> What you are asked to do:
How would you continue the post about web crawlers slowing shared servers, picking up after its last paragraph?

> Quoted passage:

☆ ☆ ☆

Text Size

Spider image copyright Gio Diaz. Used under a CC-SA license.

Recently I've seen some of our shared servers getting bogged down when web crawlers start processing some large sites. What these sites have in common is that they have sections that need longer database queries to compose a page. For example, one of these sites has a large database for a directory.

From the hosting perspective, a slow shared server is a distressing prospect. It's fine if one site with inefficient queries takes longer to load, but it's not fine when that load affects other sites on the same server. It's pretty common for hosting companies (at least those few who monitor this sort of thing) to react by booting the problematic site, usually recommending a dedicated or virtual server in the process. But this can be impractical or grossly unfair. Why should a web site that has accumulated a large database of information but that has low overall traffic be forced into a much more expensive hosting plan just because of the way web crawlers work?

The quick fix is to exclude the problematic pages from being crawled by disallowing them in robots.txt, but that's hardly a solution. After all, the point of putting all this information online is to have it found, and without being indexed for search, it's never going to be found!

☆ ☆ ☆

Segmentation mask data
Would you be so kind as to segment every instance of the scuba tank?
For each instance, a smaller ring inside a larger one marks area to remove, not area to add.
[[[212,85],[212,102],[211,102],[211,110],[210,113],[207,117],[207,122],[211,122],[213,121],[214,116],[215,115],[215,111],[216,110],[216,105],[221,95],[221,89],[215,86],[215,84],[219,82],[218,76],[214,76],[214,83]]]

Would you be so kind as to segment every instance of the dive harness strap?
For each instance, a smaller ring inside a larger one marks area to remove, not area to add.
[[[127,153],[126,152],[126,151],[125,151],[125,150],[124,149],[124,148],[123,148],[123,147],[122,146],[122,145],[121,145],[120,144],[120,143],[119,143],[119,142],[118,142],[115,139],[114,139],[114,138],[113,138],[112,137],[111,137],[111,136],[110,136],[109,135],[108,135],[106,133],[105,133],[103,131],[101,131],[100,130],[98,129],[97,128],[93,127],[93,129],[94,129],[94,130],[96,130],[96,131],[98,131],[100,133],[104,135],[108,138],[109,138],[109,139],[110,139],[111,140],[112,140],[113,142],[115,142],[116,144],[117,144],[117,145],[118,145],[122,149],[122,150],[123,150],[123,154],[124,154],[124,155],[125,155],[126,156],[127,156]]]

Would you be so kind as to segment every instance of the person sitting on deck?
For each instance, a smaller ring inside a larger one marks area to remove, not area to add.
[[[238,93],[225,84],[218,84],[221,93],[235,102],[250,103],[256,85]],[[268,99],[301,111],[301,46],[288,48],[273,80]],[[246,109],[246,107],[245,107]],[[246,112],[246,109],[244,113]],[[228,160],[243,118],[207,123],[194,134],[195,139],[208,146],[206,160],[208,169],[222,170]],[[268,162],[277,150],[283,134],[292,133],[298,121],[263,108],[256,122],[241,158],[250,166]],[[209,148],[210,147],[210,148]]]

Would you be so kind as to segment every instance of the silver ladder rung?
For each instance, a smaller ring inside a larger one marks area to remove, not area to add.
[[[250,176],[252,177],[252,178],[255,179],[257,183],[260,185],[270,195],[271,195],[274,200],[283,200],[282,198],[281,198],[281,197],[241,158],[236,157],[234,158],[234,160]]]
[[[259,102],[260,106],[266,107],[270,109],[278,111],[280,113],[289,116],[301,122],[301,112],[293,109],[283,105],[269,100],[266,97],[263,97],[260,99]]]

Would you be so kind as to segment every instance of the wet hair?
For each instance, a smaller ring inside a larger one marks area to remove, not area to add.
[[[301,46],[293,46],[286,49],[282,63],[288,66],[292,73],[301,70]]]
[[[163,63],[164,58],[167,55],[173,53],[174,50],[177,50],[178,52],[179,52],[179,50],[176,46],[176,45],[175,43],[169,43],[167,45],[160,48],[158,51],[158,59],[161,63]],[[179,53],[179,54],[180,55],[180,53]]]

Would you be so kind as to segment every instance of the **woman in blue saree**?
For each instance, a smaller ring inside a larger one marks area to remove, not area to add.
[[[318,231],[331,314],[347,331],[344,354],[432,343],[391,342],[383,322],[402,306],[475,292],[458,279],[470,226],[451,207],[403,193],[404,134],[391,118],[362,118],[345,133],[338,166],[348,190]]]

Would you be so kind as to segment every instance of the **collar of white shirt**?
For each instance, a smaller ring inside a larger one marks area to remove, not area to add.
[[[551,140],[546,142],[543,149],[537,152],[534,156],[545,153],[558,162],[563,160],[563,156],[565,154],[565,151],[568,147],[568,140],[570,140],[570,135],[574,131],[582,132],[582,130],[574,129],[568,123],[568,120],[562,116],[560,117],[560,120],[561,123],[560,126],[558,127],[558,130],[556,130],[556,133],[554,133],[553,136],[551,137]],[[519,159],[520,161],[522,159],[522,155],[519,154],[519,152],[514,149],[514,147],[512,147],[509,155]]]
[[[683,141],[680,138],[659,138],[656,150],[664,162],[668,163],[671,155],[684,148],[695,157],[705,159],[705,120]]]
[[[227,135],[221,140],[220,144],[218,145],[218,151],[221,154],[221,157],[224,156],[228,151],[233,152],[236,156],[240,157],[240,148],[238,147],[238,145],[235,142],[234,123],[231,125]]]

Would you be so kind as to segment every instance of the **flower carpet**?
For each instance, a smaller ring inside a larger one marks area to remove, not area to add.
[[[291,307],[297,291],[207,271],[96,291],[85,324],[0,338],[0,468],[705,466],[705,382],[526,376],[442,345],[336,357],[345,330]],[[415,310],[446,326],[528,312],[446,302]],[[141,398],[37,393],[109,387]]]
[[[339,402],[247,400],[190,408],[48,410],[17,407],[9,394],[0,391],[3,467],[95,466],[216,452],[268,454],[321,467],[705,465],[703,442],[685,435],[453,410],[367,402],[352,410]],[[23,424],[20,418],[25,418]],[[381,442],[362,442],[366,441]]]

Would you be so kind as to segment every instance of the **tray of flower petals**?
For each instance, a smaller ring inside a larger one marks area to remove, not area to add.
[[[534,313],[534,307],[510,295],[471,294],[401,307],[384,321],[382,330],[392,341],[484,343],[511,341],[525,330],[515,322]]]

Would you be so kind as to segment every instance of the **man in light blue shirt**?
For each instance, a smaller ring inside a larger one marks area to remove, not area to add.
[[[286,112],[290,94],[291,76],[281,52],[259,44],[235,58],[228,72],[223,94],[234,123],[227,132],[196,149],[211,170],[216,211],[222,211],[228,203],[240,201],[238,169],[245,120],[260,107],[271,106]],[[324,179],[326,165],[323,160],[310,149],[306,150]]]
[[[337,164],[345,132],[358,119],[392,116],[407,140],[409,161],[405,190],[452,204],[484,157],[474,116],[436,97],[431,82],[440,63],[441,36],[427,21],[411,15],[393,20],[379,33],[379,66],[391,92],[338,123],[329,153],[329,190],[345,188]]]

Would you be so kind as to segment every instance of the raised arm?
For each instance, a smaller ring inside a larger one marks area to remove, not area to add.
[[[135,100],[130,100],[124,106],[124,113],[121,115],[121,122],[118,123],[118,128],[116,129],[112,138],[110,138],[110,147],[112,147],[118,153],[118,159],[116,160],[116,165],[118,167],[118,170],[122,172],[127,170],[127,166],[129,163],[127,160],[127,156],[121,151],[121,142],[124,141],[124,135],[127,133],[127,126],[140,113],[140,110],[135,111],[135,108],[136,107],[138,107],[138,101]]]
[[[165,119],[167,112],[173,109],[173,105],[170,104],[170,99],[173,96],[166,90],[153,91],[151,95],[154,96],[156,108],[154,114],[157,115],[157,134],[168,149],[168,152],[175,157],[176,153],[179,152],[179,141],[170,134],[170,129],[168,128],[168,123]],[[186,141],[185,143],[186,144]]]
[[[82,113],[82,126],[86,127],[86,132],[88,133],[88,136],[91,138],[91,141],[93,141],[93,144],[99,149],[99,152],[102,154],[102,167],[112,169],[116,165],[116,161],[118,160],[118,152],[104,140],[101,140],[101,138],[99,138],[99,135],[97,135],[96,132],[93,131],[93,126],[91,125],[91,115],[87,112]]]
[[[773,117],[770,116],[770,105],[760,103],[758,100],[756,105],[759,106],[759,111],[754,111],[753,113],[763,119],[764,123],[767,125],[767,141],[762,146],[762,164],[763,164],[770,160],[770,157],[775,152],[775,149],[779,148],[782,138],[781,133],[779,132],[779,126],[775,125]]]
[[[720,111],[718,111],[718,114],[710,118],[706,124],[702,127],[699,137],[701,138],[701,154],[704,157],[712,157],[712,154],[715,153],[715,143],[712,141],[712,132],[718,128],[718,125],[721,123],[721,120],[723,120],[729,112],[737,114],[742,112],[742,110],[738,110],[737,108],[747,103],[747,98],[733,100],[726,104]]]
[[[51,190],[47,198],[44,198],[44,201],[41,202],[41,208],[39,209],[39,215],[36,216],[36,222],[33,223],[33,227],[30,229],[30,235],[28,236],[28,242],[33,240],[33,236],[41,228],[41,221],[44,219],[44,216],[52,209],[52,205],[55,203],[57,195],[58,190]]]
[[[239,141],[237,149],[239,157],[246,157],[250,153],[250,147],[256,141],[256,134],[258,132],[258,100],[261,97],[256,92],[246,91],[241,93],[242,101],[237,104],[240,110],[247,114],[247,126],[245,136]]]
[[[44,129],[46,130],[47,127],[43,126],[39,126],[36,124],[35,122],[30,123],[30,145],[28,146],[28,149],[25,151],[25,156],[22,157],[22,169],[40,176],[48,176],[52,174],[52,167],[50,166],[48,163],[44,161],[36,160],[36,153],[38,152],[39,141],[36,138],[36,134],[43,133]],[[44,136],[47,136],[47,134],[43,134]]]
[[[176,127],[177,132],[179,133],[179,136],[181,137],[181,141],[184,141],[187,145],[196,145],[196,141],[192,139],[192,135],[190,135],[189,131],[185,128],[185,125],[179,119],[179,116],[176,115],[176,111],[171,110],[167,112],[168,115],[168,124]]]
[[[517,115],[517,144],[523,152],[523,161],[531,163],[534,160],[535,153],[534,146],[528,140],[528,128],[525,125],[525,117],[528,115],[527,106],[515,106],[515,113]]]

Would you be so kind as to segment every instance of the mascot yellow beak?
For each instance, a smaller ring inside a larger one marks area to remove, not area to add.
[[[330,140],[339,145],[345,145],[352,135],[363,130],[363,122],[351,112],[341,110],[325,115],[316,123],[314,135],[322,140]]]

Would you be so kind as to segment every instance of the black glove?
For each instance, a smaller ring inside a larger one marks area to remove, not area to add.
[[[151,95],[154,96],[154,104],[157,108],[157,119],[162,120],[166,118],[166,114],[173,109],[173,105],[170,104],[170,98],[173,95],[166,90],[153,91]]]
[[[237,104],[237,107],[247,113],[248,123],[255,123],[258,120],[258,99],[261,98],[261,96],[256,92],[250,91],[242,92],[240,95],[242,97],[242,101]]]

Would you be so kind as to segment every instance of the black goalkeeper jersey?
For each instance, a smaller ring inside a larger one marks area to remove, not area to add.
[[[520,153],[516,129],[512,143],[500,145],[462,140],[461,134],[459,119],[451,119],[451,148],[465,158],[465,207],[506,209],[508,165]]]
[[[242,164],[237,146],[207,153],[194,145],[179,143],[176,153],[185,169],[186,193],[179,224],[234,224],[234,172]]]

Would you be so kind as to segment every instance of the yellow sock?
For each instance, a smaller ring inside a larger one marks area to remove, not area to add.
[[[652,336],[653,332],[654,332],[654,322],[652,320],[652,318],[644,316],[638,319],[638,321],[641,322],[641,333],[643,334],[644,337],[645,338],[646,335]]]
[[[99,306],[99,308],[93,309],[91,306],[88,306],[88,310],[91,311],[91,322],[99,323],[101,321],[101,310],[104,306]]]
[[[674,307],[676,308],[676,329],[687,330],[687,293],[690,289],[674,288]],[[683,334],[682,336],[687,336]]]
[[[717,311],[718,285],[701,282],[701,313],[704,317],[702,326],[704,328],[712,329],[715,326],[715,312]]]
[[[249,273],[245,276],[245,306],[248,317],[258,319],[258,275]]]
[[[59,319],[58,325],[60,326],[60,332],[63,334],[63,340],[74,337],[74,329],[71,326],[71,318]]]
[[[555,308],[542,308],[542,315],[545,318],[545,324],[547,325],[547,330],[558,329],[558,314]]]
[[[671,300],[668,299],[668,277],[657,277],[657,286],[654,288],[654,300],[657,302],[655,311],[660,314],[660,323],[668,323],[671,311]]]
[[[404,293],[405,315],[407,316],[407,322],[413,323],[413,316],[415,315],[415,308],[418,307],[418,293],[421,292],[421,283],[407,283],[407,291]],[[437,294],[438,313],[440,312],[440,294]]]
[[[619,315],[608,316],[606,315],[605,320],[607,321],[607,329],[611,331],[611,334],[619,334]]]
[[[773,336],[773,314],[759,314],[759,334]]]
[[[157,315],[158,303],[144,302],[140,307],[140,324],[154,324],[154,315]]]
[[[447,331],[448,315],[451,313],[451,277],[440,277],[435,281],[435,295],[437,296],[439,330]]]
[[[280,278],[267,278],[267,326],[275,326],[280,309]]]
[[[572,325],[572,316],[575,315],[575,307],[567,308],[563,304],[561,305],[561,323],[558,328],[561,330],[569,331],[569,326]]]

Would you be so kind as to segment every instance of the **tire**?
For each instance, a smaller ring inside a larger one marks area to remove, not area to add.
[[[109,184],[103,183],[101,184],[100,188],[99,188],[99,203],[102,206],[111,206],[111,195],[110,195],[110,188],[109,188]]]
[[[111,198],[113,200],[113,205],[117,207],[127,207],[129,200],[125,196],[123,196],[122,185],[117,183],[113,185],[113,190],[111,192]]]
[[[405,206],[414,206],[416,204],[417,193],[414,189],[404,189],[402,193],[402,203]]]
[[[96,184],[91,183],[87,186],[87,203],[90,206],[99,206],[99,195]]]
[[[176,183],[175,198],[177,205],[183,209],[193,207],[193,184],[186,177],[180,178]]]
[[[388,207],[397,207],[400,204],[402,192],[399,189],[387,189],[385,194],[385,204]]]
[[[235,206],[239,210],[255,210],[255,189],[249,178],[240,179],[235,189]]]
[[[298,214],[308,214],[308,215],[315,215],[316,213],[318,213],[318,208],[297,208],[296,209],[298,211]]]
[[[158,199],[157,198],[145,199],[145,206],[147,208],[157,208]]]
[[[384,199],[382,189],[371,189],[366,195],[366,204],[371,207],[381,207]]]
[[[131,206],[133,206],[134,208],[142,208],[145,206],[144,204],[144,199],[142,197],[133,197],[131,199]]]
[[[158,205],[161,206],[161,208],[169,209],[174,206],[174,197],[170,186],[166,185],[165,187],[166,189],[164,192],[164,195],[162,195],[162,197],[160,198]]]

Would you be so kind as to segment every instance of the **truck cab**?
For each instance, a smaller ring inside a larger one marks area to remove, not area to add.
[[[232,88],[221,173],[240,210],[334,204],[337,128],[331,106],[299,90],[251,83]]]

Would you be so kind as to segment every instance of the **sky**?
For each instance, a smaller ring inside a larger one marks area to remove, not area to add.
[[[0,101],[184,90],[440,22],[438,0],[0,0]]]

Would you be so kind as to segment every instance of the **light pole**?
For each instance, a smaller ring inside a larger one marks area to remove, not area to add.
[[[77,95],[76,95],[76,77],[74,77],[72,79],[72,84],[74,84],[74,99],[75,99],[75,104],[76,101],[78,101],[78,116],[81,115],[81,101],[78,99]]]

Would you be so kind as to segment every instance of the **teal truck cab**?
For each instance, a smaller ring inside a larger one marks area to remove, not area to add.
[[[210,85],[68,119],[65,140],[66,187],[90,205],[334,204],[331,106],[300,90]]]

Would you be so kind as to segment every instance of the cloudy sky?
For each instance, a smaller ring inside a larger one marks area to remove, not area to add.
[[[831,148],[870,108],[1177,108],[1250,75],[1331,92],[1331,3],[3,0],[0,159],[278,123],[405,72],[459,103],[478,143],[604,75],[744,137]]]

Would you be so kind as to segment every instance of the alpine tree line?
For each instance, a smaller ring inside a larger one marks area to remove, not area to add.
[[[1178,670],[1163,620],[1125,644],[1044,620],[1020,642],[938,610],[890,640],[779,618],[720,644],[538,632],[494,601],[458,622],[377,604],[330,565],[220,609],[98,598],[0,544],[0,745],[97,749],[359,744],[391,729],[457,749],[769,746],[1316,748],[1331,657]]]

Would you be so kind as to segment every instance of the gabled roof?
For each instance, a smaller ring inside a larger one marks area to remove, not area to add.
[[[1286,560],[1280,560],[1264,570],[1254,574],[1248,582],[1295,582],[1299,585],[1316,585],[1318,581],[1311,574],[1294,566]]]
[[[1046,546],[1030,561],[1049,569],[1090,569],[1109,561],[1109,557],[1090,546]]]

☆ ☆ ☆

> Written answer:
Fortunately there are a few ways to solve this:

Improve Performance

Sometimes sites are slow because they haven't been updated. They use out of date extensions that perform more poorly than the most up to date versions. Sometimes extensions have performance tools (options like "rebuild index" or "recalculate statistics" often improve performance). Sometimes the code is just slow or the database is poorly built. Try these things first and if they fail contact the developer of an extension that's causing problems to see if they have a solution.

But that's not all you can do. If you can't fix the problem, you can still work on the symptoms...

Use a Site Map

Site maps contain information on how frequently a page should be crawled for changes, plus a site map makes it easy for a crawler to discover new pages simply by comparing the current map with the version available the last time the bot visited. Combined, this means that bots need to do a lot less work to keep their index up to date, and less bot work means less server load.

There are a number of site map extensions for Joomla, my favourite is Xmap. Once you have a site map, most people go to Google Webmaster Tools and tell Google where to find the site map. That's fine for Google, but our experience is that Googlebot is already pretty good at levelling server load, it's the other crawlers that cause real trouble. So what about them?

The robots.txt file has a number of nonstandard extensions that can come in handy here. The first is the Sitemap directive. The directive is dead simple:

Sitemap: path-to-your-sitemap

The sitemap directive is supported by Bing and Yahoo, and presumably by many other crawlers. It's a good thing to do for any site that cares about Search Engine Optimization.

Set a Crawl Delay

So what happens if you get your site map set up and bots are still causing excessive load? There's a more brute force approach, which is another robots exclusion extension:

Crawl-Delay: time-in-seconds

The Crawl Delay directive instructs a bot to wait a certain number of seconds between web requests. If your site takes 10 seconds to generate a slow page, setting the crawl delay to 15 seconds should ensure that the load on the server is high, but manageable.

Still, a crawler has to "play nice" and respect the robots file. What if it doesn't?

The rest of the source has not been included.